++++ TEXT EXTRACT ++++

A lightweight yet powerful audio-to-MIDI converter with pitch bend detection

Spotify

Last update: Jan 1, 2023

Related tags

Audio music lightweight machine-learning midi transcription pitch-detection polyphonic

Overview

Basic Pitch is a Python library for Automatic Music Transcription (AMT), using lightweight neural network developed by Spotify's Audio Intelligence Lab. It's small, easy-to-use, and pip install-able.

Basic Pitch may be simple, but it's is far from "basic"! basic-pitch is efficient and easy to use, and its multipitch support, its ability to generalize across instruments, and its note accuracy competes with much larger and more resource-hungry AMT systems.

Provide a compatible audio file and basic-pitch will generate a MIDI file, complete with pitch bends. Basic pitch is instrument-agnostic and supports polyphonic instruments, so you can freely enjoy transcription of all your favorite music, no matter what instrument is used. Basic pitch works best on one instrument at a time.

Research Paper

This library was released in conjunction with Spotify's publication at ICASSP 2022. You can read more about this research in the paper, A Lightweight Instrument-Agnostic Model for Polyphonic Note Transcription and Multipitch Estimation.

++++

* [WHAT YOU SHOULD DO]: Reproduce part of the Basic Pitch page word for word. Begin at the words "Basic Pitch is a" and stop after "instrument at a time.". You won't need the entries that come after the text.

++++ STORED RECORDS ++++

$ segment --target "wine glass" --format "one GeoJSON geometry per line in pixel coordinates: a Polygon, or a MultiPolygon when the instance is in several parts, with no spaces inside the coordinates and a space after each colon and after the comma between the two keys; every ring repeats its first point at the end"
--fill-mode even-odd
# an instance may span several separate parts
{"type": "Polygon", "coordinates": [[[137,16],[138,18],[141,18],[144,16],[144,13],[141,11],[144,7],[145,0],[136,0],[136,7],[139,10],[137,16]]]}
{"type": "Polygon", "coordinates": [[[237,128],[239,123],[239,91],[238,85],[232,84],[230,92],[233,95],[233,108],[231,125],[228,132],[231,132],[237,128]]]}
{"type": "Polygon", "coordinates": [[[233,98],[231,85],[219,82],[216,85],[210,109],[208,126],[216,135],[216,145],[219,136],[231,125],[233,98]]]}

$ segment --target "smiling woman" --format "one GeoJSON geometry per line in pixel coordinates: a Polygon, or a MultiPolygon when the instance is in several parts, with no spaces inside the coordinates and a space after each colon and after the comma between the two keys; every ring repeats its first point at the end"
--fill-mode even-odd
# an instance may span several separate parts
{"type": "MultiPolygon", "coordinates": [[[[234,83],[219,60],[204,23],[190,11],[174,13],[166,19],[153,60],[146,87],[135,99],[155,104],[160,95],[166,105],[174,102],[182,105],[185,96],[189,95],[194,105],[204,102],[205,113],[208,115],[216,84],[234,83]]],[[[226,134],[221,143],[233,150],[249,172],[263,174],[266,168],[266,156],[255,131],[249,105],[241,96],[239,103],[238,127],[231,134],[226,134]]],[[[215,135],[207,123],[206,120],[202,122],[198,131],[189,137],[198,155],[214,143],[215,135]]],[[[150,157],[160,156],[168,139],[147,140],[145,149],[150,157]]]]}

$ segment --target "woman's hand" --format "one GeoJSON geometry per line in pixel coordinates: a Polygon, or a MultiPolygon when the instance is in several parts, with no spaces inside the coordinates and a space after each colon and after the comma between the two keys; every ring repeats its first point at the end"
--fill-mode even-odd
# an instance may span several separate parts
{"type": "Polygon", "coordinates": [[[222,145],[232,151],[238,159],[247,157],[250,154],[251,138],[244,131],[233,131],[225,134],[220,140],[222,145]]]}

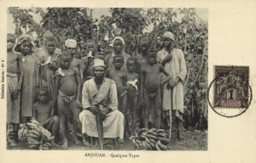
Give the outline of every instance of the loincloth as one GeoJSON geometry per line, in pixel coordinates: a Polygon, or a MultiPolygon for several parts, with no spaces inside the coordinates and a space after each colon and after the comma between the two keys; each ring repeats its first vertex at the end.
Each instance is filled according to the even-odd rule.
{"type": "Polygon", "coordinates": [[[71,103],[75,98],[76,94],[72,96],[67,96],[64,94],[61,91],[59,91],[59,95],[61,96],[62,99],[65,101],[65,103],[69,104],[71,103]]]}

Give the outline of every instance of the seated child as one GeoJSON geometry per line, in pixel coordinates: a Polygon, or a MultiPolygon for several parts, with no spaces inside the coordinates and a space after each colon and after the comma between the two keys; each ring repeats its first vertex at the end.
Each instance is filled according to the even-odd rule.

++++
++++ STORED RECORDS ++++

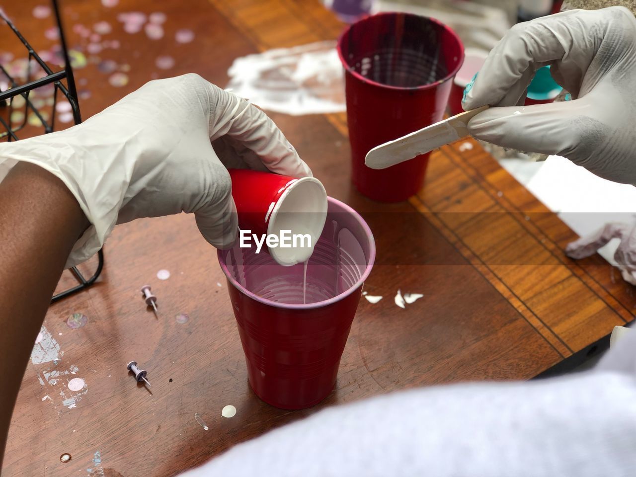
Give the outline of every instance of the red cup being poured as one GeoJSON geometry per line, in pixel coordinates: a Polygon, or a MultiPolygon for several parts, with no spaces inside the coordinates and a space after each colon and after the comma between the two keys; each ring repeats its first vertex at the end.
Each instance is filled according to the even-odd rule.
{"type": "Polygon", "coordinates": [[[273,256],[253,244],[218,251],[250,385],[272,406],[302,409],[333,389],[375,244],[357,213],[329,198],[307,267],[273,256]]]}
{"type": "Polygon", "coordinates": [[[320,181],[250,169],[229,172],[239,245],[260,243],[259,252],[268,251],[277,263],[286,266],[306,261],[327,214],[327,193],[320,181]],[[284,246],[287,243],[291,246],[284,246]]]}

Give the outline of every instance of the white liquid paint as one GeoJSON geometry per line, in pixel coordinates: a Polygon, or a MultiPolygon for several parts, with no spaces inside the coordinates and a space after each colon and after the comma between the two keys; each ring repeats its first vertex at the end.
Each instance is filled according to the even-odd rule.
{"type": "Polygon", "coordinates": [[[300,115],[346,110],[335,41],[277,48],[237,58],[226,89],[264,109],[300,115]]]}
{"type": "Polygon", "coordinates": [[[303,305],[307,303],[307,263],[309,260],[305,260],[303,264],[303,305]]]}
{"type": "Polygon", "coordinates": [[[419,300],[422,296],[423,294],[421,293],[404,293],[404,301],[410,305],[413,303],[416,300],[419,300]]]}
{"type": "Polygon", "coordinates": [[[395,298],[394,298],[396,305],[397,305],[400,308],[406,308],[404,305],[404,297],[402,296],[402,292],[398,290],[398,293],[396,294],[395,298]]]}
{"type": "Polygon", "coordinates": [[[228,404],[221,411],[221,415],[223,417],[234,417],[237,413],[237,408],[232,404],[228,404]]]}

++++

* [TASK ANSWER]:
Basic Pitch is a Python library for Automatic Music Transcription (AMT), using lightweight neural network developed by Spotify's Audio Intelligence Lab. It's small, easy-to-use, and pip install-able.

Basic Pitch may be simple, but it's is far from "basic"! basic-pitch is efficient and easy to use, and its multipitch support, its ability to generalize across instruments, and its note accuracy competes with much larger and more resource-hungry AMT systems.

Provide a compatible audio file and basic-pitch will generate a MIDI file, complete with pitch bends. Basic pitch is instrument-agnostic and supports polyphonic instruments, so you can freely enjoy transcription of all your favorite music, no matter what instrument is used. Basic pitch works best on one instrument at a time.